● TO DO:
a) Which distinct terms containing an underscore appear in the forum reply below?
b) Does each statement agree with the forum reply below? Give yes or no with the deciding words quoted. (i) Blockers are probably better if the failure must happen early at boot. (ii) The writer objects to adding one more cmdline parameter. (iii) ram_device is the only RAM_PREALLOC user.

● SELECTION:
OK if we need to fail it early at boot, then yes blockers are probably
better.

We'll need one more cmdline parameter. I've no objection, but I don't know
how to judge when it's ok to add, when it's better not.. I'll leave others
to comment on this.

But still, could we check it when ramblocks are created?  So in that way
whatever is forbidden is clear in its own path, I feel like that could be
clearer (like what you did with gmemfd).

For example, if I start to convert some of your requirements above, then
memory_region_is_ram_device() implies RAM_PREALLOC.  Actually, ram_device
is not the only RAM_PREALLOC user..  Say, would it also not work with all
memory_region_init_ram_ptr() users (even if they're not ram_device)?  An
example is, looks like virtio-gpu can create random ramblocks on the fly
with prealloced buffers.  I am not sure whether they can be pinned by VFIO
too.  You may know better.

● LISTED ENTRIES:

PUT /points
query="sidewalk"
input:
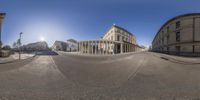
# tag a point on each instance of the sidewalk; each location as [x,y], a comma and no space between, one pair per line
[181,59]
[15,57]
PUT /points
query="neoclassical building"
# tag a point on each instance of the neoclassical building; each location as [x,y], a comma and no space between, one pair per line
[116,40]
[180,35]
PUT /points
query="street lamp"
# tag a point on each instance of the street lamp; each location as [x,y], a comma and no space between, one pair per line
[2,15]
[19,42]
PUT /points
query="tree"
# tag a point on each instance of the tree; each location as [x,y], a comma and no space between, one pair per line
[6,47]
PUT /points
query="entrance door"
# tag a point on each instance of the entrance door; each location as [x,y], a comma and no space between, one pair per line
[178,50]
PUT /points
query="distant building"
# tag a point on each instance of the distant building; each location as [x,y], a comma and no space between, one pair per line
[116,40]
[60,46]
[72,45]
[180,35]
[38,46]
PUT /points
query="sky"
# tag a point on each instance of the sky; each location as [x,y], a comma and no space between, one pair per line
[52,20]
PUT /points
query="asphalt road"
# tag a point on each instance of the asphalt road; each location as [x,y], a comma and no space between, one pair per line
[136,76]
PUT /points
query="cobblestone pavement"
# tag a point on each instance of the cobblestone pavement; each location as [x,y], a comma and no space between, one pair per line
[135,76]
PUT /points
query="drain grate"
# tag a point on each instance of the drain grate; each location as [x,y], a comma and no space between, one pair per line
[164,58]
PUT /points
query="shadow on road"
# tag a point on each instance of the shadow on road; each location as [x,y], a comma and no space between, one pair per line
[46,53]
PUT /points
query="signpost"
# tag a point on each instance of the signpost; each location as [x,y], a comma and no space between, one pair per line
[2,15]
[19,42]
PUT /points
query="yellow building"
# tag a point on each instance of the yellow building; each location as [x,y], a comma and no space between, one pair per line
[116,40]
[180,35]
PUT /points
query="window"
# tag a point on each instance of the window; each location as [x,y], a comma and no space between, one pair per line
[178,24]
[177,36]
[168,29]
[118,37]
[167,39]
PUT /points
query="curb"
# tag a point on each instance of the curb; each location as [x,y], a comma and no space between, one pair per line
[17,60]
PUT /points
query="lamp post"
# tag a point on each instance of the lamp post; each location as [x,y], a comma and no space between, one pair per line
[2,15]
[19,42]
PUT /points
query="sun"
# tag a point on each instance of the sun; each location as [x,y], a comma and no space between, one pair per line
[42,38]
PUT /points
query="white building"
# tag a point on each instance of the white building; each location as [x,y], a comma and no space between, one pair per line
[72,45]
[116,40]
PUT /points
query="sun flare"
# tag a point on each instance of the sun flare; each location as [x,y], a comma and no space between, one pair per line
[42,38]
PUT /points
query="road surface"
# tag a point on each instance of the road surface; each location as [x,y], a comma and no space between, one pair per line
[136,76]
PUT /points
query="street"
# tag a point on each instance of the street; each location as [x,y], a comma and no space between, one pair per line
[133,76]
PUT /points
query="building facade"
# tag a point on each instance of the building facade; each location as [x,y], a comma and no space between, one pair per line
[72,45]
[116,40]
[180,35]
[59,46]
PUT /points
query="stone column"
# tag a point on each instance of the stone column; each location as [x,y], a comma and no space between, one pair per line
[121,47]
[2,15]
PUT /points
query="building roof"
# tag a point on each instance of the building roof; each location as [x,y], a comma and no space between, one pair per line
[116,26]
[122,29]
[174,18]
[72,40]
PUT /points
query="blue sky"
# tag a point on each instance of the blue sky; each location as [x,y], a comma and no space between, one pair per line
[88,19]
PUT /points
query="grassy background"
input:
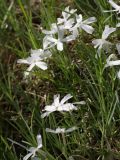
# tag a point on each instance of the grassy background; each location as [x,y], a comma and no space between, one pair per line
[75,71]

● PER-TASK OUTPUTS:
a) memory_region_is_ram_device(), RAM_PREALLOC, ram_device, memory_region_init_ram_ptr()

b)
(i) Yes: "if we need to fail it early at boot, then yes blockers are probably better."
(ii) No: "I've no objection"
(iii) No: "ram_device is not the only RAM_PREALLOC user"